## begin

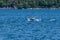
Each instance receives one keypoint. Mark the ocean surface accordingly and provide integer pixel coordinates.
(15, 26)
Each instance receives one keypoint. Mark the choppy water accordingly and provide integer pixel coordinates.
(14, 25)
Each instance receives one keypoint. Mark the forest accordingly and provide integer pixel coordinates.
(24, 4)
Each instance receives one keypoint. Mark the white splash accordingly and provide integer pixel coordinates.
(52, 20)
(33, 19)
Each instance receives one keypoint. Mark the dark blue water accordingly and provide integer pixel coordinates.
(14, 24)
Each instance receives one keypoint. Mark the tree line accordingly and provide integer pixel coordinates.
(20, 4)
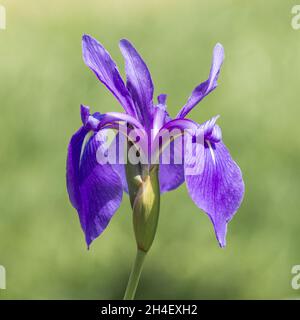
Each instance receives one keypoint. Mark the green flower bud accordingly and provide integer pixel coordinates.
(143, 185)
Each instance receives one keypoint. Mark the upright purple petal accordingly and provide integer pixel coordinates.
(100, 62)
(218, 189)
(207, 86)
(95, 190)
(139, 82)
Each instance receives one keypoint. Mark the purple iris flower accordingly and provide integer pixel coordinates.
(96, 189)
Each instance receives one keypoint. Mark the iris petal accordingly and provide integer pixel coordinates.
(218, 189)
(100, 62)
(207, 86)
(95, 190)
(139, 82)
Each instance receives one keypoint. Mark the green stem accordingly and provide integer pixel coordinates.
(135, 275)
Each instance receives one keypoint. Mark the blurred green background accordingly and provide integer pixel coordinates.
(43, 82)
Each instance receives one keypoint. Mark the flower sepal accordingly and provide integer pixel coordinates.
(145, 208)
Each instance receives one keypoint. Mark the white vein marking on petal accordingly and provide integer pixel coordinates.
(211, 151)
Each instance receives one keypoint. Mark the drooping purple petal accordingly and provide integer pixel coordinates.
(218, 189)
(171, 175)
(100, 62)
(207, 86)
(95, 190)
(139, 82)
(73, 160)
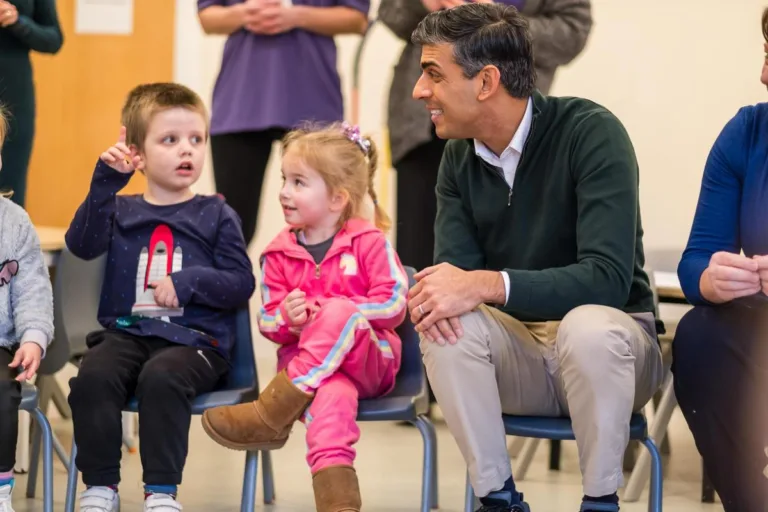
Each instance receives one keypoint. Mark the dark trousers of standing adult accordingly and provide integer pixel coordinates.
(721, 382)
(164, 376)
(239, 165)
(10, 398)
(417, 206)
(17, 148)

## end
## begin

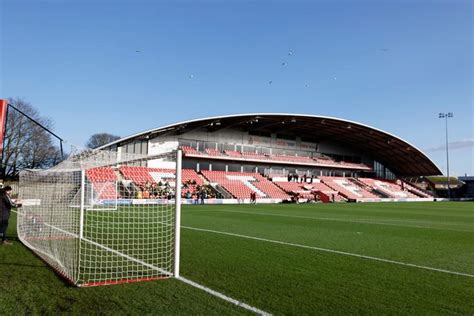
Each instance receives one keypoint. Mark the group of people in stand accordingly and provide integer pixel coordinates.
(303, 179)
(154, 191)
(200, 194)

## end

Problem to work on
List every line of the records that contains the string "purple", matching case exactly.

Output below
Each instance receives one keypoint. Mark the upright purple petal accordingly and provide integer pixel coordinates.
Each instance receives one keypoint. Mark the purple iris flower accordingly and provide integer pixel coordinates.
Each instance receives one keypoint. Mark the drooping purple petal accordingly and provide integer pixel coordinates.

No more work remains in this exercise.